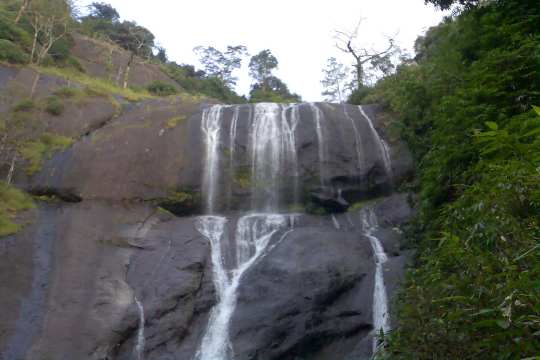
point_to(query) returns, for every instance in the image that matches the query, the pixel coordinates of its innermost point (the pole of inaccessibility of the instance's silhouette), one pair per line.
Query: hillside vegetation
(467, 109)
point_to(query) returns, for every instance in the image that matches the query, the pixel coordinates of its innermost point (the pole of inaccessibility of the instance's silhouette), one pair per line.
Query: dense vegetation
(466, 104)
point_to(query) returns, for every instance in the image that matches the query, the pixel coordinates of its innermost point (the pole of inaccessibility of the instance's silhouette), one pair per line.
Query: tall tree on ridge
(222, 64)
(346, 42)
(261, 67)
(335, 75)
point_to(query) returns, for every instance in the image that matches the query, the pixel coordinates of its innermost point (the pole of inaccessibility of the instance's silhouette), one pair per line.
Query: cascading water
(238, 242)
(211, 128)
(273, 150)
(318, 119)
(380, 300)
(139, 345)
(381, 144)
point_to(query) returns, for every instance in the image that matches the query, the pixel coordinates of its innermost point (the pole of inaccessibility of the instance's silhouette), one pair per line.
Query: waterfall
(357, 139)
(139, 345)
(273, 152)
(335, 222)
(381, 321)
(381, 144)
(252, 237)
(211, 127)
(239, 242)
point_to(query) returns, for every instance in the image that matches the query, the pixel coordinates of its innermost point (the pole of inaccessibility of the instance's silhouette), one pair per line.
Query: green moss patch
(12, 201)
(174, 121)
(35, 151)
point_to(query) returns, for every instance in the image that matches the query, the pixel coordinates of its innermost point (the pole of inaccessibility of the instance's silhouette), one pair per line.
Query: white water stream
(272, 149)
(381, 320)
(252, 238)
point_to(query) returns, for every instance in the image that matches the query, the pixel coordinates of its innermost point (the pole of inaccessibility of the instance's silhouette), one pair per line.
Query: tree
(346, 42)
(261, 67)
(22, 10)
(446, 4)
(103, 11)
(275, 91)
(222, 64)
(335, 76)
(161, 54)
(49, 20)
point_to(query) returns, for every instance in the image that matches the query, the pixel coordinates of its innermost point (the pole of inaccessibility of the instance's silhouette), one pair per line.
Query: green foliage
(196, 82)
(160, 88)
(34, 151)
(174, 121)
(360, 96)
(95, 86)
(466, 110)
(13, 32)
(262, 65)
(12, 201)
(68, 92)
(103, 21)
(12, 53)
(54, 105)
(24, 105)
(272, 90)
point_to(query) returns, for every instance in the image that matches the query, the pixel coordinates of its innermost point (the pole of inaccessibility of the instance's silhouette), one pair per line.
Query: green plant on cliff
(160, 88)
(12, 201)
(34, 151)
(465, 105)
(95, 86)
(11, 53)
(54, 105)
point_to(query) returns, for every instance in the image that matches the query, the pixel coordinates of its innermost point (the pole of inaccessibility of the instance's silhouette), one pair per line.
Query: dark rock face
(107, 61)
(308, 297)
(311, 295)
(158, 145)
(70, 281)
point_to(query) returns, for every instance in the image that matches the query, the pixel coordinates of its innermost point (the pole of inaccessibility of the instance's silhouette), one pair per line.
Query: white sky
(298, 32)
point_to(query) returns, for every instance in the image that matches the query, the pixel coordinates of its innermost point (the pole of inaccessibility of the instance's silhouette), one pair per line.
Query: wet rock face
(309, 294)
(74, 275)
(155, 150)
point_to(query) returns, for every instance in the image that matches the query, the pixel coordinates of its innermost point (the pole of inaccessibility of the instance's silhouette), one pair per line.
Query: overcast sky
(298, 32)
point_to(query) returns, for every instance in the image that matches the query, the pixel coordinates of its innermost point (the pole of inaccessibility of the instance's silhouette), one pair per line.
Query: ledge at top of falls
(155, 151)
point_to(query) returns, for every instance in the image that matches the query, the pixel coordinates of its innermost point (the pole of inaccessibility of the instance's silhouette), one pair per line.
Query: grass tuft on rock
(12, 201)
(35, 151)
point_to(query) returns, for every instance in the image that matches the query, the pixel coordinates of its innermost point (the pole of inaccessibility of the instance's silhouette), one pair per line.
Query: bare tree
(346, 41)
(139, 38)
(335, 76)
(22, 10)
(49, 20)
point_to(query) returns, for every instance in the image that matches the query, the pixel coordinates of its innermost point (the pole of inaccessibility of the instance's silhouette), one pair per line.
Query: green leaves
(466, 105)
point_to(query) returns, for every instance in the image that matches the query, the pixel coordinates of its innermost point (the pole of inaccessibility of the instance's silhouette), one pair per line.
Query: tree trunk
(34, 44)
(11, 169)
(22, 9)
(359, 75)
(126, 72)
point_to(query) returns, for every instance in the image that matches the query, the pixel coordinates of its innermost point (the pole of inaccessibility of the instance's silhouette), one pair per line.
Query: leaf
(503, 324)
(492, 125)
(484, 311)
(531, 133)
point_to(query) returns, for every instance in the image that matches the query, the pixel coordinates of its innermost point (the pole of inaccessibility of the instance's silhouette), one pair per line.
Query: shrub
(11, 201)
(35, 150)
(24, 105)
(160, 88)
(67, 92)
(12, 53)
(54, 105)
(13, 32)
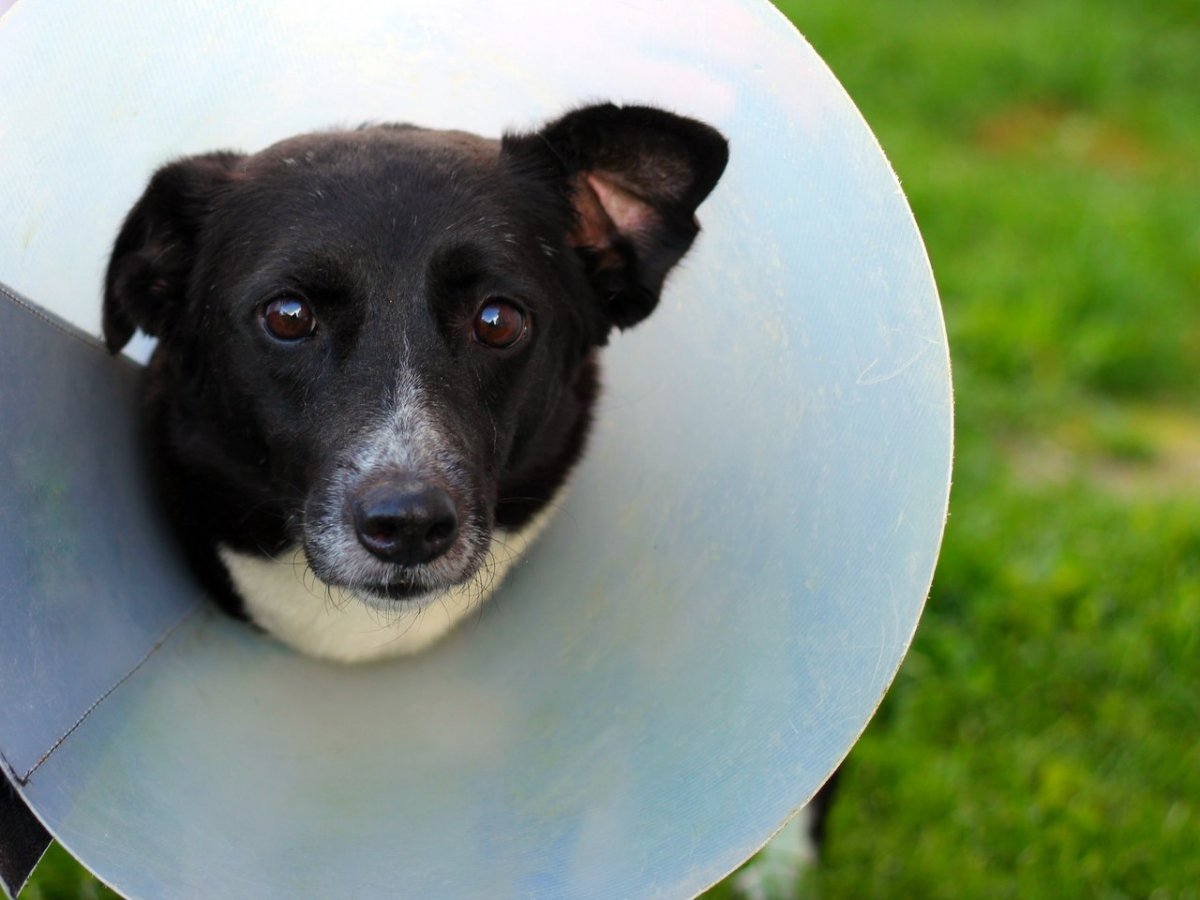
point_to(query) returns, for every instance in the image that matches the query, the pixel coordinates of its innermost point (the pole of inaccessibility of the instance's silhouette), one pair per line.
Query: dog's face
(377, 345)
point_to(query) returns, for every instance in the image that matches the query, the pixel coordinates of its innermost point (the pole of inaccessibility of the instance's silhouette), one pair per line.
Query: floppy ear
(635, 177)
(153, 257)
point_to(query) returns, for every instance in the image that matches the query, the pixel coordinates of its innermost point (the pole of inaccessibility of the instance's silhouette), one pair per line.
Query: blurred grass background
(1043, 737)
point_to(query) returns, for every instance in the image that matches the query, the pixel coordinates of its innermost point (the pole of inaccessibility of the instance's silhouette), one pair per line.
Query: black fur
(395, 235)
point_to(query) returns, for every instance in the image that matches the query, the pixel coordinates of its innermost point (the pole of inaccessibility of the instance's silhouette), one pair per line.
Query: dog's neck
(285, 598)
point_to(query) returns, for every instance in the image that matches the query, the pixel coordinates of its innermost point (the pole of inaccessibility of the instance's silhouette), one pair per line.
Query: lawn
(1043, 737)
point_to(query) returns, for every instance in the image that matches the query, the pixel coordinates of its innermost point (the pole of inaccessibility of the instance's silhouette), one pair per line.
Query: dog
(377, 353)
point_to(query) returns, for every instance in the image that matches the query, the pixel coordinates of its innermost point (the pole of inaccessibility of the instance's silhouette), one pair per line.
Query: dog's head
(377, 343)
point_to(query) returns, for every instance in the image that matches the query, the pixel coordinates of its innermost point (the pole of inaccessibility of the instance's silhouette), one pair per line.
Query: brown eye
(288, 319)
(499, 324)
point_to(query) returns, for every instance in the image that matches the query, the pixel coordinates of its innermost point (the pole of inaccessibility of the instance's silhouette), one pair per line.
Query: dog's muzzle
(403, 522)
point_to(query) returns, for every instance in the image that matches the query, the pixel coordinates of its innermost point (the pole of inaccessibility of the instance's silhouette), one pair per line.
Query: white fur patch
(286, 599)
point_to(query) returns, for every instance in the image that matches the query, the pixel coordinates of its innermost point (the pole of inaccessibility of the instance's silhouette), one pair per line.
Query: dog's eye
(288, 319)
(499, 324)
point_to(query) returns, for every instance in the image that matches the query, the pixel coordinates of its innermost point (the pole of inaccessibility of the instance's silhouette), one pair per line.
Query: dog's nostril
(405, 525)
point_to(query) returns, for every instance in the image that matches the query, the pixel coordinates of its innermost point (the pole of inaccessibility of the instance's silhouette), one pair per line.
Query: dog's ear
(151, 261)
(635, 177)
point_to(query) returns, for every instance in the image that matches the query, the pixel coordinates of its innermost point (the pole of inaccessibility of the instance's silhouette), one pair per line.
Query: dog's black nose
(405, 523)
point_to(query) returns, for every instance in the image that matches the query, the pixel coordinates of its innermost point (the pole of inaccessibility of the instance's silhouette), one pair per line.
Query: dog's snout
(405, 523)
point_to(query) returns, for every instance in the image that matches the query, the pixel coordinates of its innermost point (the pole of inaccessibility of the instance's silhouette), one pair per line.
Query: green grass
(1043, 738)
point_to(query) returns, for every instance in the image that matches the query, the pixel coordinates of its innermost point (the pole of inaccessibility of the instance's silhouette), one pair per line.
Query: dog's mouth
(394, 591)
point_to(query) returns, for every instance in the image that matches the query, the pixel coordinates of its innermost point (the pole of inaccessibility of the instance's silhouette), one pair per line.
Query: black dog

▸ **Task objective**
Copy over exactly the lines above from the one with "Query: dog's snout" to the last, both included, and no others.

▸ **The completed task**
Query: dog's snout
(405, 523)
point_to(query) returns, for every instance in the image that matches the query, the pixel coordinates of its innermost point (the pole of inaccessibility of the instance's silhouette), one pair per line.
Query: green grass
(1043, 738)
point_to(query) returns, for every instance in the image that matches the query, the pixel coordinates of its innermost point (the pole of inaccessibility of the instance's silhouette), one pair per line.
Query: dog's mouth
(394, 591)
point_to(query) returns, for every instance in the image that matches the query, the pixel coordinates of its innermost point (the pole of inaccessibility of the instance's silhouette), one pair per line.
Query: black dog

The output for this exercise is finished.